Text for analysis:
####################

GEORGETOWN — John Bradley is a man evolving.

A supremely confident and legendarily tough Texas prosecutor, Bradley says he is learning some of the most important — and humbling — lessons of his 24-year career. It’s a painful process, he says. It is also highly public.

“I have been through a series of events that deeply challenged me,” Bradley, the Williamson County district attorney, said during an extended interview with The Texas Tribune. “I recognized that I could be angry, resentful and react to people, or I could look for the overall purpose and lesson and apply it to not only my own professional life but teach it. And I chose the latter path.”

In the last two years, Bradley and his trademark sharp tongue have been at the center of two of the most controversial murder cases in Texas. In 2009, as chairman of the Texas Forensic Science Commission, he and the New York-based Innocence Project battled aggressively over re-examining the case of Cameron Todd Willingham, the Corsicana man executed in 2004 for igniting the 1991 arson blaze that killed his three daughters. For six years, Bradley also fought the Innocence Project’s efforts to exonerate Michael Morton, who was wrongly convicted of murdering his wife under Bradley’s then boss in Williamson County 25 years ago.

####################

Data:
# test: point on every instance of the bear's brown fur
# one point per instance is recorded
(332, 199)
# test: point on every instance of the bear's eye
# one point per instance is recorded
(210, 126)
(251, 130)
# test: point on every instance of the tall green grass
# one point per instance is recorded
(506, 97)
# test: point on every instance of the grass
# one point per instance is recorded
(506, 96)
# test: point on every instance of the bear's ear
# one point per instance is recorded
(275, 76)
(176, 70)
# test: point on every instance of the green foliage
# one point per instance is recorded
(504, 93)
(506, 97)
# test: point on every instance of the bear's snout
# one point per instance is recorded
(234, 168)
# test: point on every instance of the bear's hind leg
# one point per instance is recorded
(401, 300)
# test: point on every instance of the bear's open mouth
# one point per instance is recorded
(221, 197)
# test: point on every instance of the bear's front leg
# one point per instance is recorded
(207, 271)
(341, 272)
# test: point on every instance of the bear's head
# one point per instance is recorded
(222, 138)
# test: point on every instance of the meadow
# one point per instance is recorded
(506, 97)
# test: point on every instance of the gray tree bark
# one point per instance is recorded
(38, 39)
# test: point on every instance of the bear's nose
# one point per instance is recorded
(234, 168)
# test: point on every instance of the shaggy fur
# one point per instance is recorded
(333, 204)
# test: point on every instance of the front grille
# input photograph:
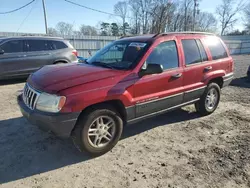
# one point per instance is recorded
(30, 96)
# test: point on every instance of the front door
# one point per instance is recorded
(154, 93)
(197, 66)
(12, 62)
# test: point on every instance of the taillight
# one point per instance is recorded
(75, 53)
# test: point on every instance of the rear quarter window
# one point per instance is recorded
(191, 51)
(216, 47)
(12, 46)
(59, 45)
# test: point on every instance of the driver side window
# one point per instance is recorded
(165, 54)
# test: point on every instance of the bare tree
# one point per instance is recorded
(64, 28)
(52, 31)
(227, 12)
(135, 22)
(121, 9)
(188, 14)
(161, 15)
(206, 22)
(247, 17)
(88, 30)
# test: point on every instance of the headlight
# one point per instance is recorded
(50, 103)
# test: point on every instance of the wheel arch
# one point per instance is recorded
(217, 80)
(116, 104)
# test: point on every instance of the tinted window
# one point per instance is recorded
(59, 45)
(13, 46)
(164, 54)
(36, 45)
(191, 51)
(115, 53)
(216, 48)
(202, 50)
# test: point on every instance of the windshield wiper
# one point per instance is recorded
(106, 65)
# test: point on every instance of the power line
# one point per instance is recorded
(100, 11)
(18, 8)
(26, 17)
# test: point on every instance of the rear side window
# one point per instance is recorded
(59, 45)
(36, 45)
(216, 48)
(165, 54)
(13, 46)
(202, 50)
(191, 51)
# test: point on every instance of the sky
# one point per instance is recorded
(30, 19)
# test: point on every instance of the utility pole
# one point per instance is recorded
(194, 14)
(45, 17)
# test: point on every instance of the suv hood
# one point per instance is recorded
(53, 78)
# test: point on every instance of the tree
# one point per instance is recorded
(188, 14)
(161, 15)
(114, 29)
(145, 12)
(64, 28)
(121, 9)
(125, 28)
(135, 21)
(247, 17)
(88, 30)
(52, 31)
(227, 12)
(206, 22)
(105, 27)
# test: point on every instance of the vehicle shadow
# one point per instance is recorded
(27, 151)
(12, 81)
(241, 82)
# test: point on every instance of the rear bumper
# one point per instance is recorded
(227, 79)
(61, 124)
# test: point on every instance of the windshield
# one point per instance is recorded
(118, 55)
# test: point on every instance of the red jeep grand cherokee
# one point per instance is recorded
(128, 80)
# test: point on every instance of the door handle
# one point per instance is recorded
(22, 56)
(177, 75)
(208, 68)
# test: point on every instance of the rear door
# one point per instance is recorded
(154, 93)
(197, 66)
(38, 54)
(12, 62)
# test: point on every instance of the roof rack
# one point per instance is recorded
(187, 32)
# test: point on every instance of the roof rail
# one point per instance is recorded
(188, 32)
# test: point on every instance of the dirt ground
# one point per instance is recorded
(177, 149)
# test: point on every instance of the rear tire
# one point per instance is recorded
(209, 100)
(97, 131)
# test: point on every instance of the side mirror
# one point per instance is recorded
(151, 69)
(1, 51)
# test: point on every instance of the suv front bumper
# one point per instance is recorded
(61, 124)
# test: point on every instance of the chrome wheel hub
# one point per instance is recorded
(211, 99)
(101, 131)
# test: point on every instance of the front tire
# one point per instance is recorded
(209, 100)
(98, 131)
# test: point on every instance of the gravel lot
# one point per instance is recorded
(178, 149)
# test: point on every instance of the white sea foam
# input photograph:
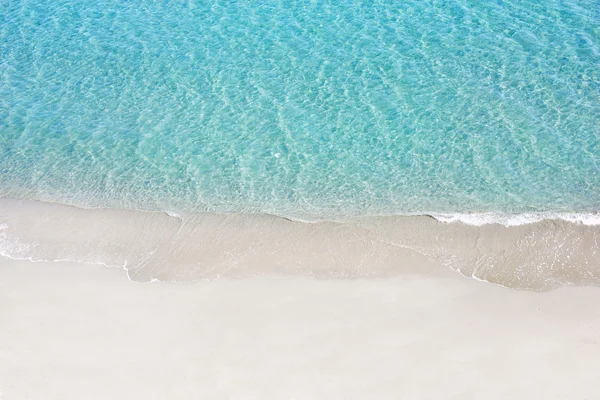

####################

Tasks to complete:
(1) List every calendar year, written as a four-digit number, that appears in the article about John Bradley, in the order they appear.
(2) Print the part of the article about John Bradley that begins at the words "In the last" and ends after the words "25 years ago.".

Answers per task:
(1) 2009, 2004, 1991

(2)
In the last two years, Bradley and his trademark sharp tongue have been at the center of two of the most controversial murder cases in Texas. In 2009, as chairman of the Texas Forensic Science Commission, he and the New York-based Innocence Project battled aggressively over re-examining the case of Cameron Todd Willingham, the Corsicana man executed in 2004 for igniting the 1991 arson blaze that killed his three daughters. For six years, Bradley also fought the Innocence Project’s efforts to exonerate Michael Morton, who was wrongly convicted of murdering his wife under Bradley’s then boss in Williamson County 25 years ago.